_Инструкция к заданию_:
Перепишите все строки ниже, не меняя в них ни одного знака.

··· Рабочие данные

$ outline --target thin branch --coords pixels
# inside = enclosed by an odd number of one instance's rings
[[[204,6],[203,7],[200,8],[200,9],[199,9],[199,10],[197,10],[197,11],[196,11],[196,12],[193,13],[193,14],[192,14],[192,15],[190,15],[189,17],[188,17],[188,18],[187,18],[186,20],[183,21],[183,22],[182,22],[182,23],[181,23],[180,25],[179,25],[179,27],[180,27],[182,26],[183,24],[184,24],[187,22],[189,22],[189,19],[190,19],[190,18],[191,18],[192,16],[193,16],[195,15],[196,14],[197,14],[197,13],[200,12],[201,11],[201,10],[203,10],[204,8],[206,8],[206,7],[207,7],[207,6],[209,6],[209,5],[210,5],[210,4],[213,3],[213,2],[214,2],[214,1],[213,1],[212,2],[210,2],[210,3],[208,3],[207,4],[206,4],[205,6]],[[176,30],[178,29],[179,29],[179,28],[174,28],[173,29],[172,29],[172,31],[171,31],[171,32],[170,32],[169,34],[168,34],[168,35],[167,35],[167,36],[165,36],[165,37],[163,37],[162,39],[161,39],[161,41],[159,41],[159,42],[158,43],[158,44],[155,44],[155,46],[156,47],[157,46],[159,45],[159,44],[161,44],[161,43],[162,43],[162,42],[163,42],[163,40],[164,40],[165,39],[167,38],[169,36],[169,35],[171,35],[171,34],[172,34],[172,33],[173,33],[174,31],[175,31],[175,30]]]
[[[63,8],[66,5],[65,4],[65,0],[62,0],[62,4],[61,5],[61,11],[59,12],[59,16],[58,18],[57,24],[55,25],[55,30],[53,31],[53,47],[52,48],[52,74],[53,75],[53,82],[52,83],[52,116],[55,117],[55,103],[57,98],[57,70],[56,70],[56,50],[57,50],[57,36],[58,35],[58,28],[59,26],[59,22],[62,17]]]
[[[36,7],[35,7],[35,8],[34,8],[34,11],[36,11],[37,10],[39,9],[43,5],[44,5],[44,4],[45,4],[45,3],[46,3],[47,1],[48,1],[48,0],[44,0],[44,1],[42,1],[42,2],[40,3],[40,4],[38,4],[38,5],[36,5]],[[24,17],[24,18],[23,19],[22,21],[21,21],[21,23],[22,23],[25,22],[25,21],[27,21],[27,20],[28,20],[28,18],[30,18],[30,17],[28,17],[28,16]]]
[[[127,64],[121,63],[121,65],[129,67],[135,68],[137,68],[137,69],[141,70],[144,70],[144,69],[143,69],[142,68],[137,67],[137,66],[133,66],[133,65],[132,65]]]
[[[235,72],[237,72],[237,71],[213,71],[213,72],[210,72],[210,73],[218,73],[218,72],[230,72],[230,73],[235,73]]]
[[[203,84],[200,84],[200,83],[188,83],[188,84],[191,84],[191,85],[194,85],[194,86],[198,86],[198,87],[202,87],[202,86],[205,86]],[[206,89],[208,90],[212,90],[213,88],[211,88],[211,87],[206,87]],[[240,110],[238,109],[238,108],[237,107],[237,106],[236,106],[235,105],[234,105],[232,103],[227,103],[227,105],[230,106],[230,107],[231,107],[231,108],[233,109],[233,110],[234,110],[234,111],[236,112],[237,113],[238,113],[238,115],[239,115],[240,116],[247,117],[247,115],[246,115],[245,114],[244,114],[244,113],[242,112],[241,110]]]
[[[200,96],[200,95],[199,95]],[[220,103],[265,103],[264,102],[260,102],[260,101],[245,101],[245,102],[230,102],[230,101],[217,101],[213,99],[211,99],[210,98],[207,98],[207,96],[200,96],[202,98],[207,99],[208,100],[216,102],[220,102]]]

······

_Решение задачи_:
$ outline --target thin branch --coords pixels
# inside = enclosed by an odd number of one instance's rings
[[[204,6],[203,7],[200,8],[200,9],[199,9],[199,10],[197,10],[197,11],[196,11],[196,12],[193,13],[193,14],[192,14],[192,15],[190,15],[189,17],[188,17],[188,18],[187,18],[186,20],[183,21],[183,22],[182,22],[182,23],[181,23],[180,25],[179,25],[179,27],[180,27],[182,26],[183,24],[184,24],[187,22],[189,22],[189,19],[190,19],[190,18],[191,18],[192,16],[193,16],[195,15],[196,14],[197,14],[197,13],[200,12],[201,11],[201,10],[203,10],[204,8],[206,8],[206,7],[207,7],[207,6],[209,6],[209,5],[210,5],[210,4],[213,3],[213,2],[214,2],[214,1],[213,1],[212,2],[210,2],[210,3],[208,3],[207,4],[206,4],[205,6]],[[176,30],[178,29],[179,29],[179,28],[174,28],[173,29],[172,29],[172,31],[171,31],[171,32],[170,32],[169,34],[168,34],[168,35],[167,35],[167,36],[165,36],[165,37],[163,37],[162,39],[161,39],[161,41],[159,41],[159,42],[158,43],[158,44],[155,44],[155,46],[156,47],[157,46],[159,45],[159,44],[161,44],[161,43],[162,43],[162,42],[163,42],[163,40],[164,40],[165,39],[167,38],[169,36],[169,35],[171,35],[171,34],[172,34],[172,33],[173,33],[174,31],[175,31],[175,30]]]
[[[63,8],[66,5],[65,4],[65,0],[62,0],[62,4],[61,5],[61,11],[59,12],[59,16],[58,18],[57,24],[55,25],[55,30],[53,31],[53,47],[52,48],[52,74],[53,75],[53,82],[52,83],[52,116],[55,117],[55,103],[57,98],[57,70],[56,70],[56,50],[57,50],[57,36],[58,35],[58,28],[59,26],[59,22],[62,17]]]
[[[36,7],[35,7],[35,8],[34,8],[34,11],[36,11],[37,10],[39,9],[43,5],[44,5],[44,4],[45,4],[45,3],[46,3],[47,1],[48,1],[48,0],[44,0],[44,1],[42,1],[42,2],[40,3],[40,4],[38,4],[38,5],[36,5]],[[24,17],[24,18],[23,19],[22,21],[21,21],[21,23],[22,23],[25,22],[25,21],[27,21],[27,20],[28,20],[28,18],[30,18],[30,17],[28,17],[28,16]]]
[[[127,64],[121,63],[121,65],[129,67],[135,68],[137,68],[137,69],[141,70],[144,70],[144,69],[143,69],[142,68],[137,67],[137,66],[133,66],[133,65],[132,65]]]
[[[235,72],[237,72],[237,71],[213,71],[213,72],[210,72],[210,73],[218,73],[218,72],[230,72],[230,73],[235,73]]]
[[[203,84],[200,84],[200,83],[188,83],[188,84],[191,84],[191,85],[194,85],[194,86],[198,86],[198,87],[202,87],[202,86],[205,86]],[[206,89],[208,90],[212,90],[213,88],[211,88],[211,87],[206,87]],[[240,110],[238,109],[238,108],[237,107],[237,106],[236,106],[235,105],[234,105],[232,103],[227,103],[227,105],[230,106],[230,107],[231,107],[231,108],[233,109],[233,110],[234,110],[234,111],[236,112],[237,113],[238,113],[238,115],[239,115],[240,116],[247,117],[247,115],[246,115],[245,114],[244,114],[244,113],[242,112],[241,110]]]
[[[200,96],[200,95],[199,95]],[[220,103],[265,103],[264,102],[260,102],[260,101],[245,101],[245,102],[230,102],[230,101],[217,101],[213,99],[211,99],[210,98],[207,98],[207,96],[200,96],[202,98],[207,99],[208,100],[216,102],[220,102]]]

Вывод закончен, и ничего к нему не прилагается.